+++ Texto apresentado
Sobrecarga, tensões e medo. A pandemia da Covid-19 intensificou de forma abrupta e intensa esses três vetores que marcam a vida de muitas mulheres submetidas às desigualdades sociais, de gênero e profissionais, o que leva a diferentes situações de violência. “A pandemia acabou trazendo consigo o acirramento do estresse nas sociedades, de ansiedades, de depressões. Certamente, este será também um problema bem expressivo e precisaremos de muita atenção para controlá-lo”, pondera a professora e pesquisadora Fernanda Vasconcellos, em entrevista por e-mail ao Instituto Humanitas Unisinos - IHU.
Ao contexto particular, do dia a dia das mulheres, soma-se a não efetivação de direitos constitucionalmente previstos, mas, quando muito, colocados em prática de forma parcial e descontínua. “Não tivemos direitos civis garantidos e distribuídos e os direitos sociais teriam sido ‘presenteados’ aos brasileiros por elites políticas, a partir do governo Vargas (podemos pensar, por exemplo, na CLT)”, salienta.
++++++
+++ Listagem fornecida
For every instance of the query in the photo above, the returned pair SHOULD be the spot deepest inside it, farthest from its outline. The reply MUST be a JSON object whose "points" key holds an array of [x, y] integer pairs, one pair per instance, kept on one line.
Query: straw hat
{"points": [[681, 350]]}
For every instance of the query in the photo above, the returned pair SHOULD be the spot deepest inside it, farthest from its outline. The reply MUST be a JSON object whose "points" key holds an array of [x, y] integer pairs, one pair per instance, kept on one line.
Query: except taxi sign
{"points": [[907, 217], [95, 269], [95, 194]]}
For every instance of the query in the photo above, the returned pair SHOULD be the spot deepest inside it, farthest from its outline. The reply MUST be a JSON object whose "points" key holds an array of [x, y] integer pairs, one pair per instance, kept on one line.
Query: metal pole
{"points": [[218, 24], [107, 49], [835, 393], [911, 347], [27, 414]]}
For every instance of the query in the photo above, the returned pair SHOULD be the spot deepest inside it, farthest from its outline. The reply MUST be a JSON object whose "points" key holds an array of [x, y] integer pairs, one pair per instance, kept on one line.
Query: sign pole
++++++
O que fazer:
Enumere os vetores que, conforme o texto apresentado, a pandemia da Covid-19 intensificou na vida de muitas mulheres.

Resposta ao problema:
Sobrecarga, tensões e medo.